REQUIRED ACTION: Give the data again in full, exactly as written below.

DATASET EXCERPTS:

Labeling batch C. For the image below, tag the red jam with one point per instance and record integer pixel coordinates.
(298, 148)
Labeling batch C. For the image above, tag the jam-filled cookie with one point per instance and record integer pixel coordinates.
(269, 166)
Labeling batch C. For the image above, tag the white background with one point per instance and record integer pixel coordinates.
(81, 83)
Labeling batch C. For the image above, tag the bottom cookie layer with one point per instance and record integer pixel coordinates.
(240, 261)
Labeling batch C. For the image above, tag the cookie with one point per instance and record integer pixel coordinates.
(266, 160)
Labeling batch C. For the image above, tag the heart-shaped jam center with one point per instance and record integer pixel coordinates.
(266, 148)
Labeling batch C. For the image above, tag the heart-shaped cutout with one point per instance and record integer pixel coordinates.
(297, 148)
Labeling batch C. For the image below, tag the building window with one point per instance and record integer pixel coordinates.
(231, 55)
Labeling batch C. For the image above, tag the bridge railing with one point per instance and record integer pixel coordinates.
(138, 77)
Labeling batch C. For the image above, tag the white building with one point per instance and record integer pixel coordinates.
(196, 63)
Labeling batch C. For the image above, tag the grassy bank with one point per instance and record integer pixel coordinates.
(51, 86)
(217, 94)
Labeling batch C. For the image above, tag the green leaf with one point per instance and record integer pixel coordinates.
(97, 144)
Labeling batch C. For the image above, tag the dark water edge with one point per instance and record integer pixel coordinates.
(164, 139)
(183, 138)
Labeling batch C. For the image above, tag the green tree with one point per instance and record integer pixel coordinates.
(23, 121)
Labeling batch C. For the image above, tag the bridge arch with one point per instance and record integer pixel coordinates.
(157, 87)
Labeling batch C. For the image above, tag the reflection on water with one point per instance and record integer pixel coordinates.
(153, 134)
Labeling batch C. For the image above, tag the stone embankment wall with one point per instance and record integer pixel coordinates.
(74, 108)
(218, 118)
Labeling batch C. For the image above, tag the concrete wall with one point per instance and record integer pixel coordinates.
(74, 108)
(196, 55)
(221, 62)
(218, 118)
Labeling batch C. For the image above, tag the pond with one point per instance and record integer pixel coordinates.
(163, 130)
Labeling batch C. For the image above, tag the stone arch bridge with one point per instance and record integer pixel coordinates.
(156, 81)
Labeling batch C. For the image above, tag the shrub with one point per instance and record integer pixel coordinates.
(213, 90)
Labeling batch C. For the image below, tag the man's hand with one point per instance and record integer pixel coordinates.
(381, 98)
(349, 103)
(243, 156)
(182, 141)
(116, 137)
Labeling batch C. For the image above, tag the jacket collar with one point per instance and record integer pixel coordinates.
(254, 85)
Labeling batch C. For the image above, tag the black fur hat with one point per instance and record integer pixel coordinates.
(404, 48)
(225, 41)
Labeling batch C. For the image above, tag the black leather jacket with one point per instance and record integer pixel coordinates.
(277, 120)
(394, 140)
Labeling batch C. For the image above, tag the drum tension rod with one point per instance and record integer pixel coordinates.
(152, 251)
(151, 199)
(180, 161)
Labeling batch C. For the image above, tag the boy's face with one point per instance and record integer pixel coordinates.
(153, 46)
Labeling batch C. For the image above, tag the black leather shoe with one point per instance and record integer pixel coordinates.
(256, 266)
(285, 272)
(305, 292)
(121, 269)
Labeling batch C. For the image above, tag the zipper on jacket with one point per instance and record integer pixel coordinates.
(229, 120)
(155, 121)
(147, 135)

FINISHED EXERCISE:
Labeling batch C. For the image below, tag the red jam with one point per instance and record integer pixel coordinates.
(298, 148)
Labeling batch C. For the image above, tag the jam-filled cookie with one point per instance and record integer pixel coordinates.
(269, 166)
Labeling batch C. For the image above, tag the white background with one point per instance and record integer pixel coordinates.
(81, 83)
Labeling batch C. For the image above, tag the bottom cookie layer with one point per instance and record integer pixel coordinates.
(240, 261)
Labeling batch C. For the image above, tag the cookie with one point per instance and record integer pixel coordinates.
(266, 160)
Labeling batch C. For the image above, tag the heart-shaped jam center with one point per instance and record integer pixel coordinates.
(266, 148)
Labeling batch C. For the image above, tag the heart-shaped cutout with one point per instance and record integer pixel coordinates.
(297, 148)
Labeling batch C. For the image below, tag the building window with one point per instance and record integer pixel coordinates.
(231, 55)
Labeling batch C. For the image above, tag the bridge railing with one point per instance and record integer pixel coordinates.
(138, 77)
Labeling batch C. For the image above, tag the white building with one point per instance and record integer pixel coordinates.
(196, 63)
Labeling batch C. For the image above, tag the grassy bank with one point per instance and record integer pixel coordinates.
(51, 86)
(217, 94)
Labeling batch C. For the image above, tag the green leaf with one point per instance and record integer pixel coordinates.
(97, 144)
Labeling batch C. For the image above, tag the dark water edge with one point per instance and record integer pixel coordinates.
(164, 139)
(183, 138)
Labeling batch C. For the image above, tag the green tree with one point per instance and record integer pixel coordinates.
(23, 121)
Labeling batch C. For the image above, tag the bridge arch with one point per instance and record integer pixel coordinates.
(157, 87)
Labeling batch C. For the image above, tag the reflection on water with one point per instance and record integer pixel coordinates.
(153, 134)
Labeling batch C. For the image above, tag the stone embankment wall with one point per instance and record integer pixel coordinates.
(74, 108)
(218, 118)
Labeling batch C. For the image above, tag the concrete wall with one point per instance and record integer pixel coordinates.
(74, 108)
(196, 55)
(221, 62)
(218, 118)
Labeling batch C. For the image above, tag the pond with one point per instance and record integer pixel coordinates.
(163, 130)
Labeling batch C. For the image above, tag the stone arch bridge with one point per instance and record integer pixel coordinates.
(156, 81)
Labeling batch C. For the image above, tag the shrub with one point per instance and record integer pixel coordinates.
(213, 90)
Labeling batch C. For the image below, tag the man's hand with one point per instance and record integer pixel coordinates.
(381, 98)
(349, 103)
(243, 156)
(182, 141)
(116, 137)
Labeling batch C. For the image above, tag the jacket collar with one point per instance and record integer pixel coordinates.
(254, 85)
Labeling batch C. For the image above, tag the black fur hat with one point per instance and record integer pixel coordinates.
(404, 48)
(225, 41)
Labeling batch C. For the image above, tag the black leather jacket with one point per instance and record integer pixel coordinates.
(277, 120)
(394, 140)
Labeling batch C. For the image above, tag the drum tension rod with one point per instance and record integer pixel coordinates.
(152, 251)
(151, 199)
(180, 161)
Labeling batch C. For the image above, tag the boy's face with one point per instance and record integer pixel coordinates.
(153, 46)
Labeling batch C. For the image above, tag the black leather shoe with one point per instance and record integer pixel coordinates.
(256, 266)
(285, 272)
(305, 292)
(121, 269)
Labeling batch C. For the image above, tag the zipper on jacket with one point per instance and record integer pixel coordinates.
(229, 120)
(155, 121)
(147, 135)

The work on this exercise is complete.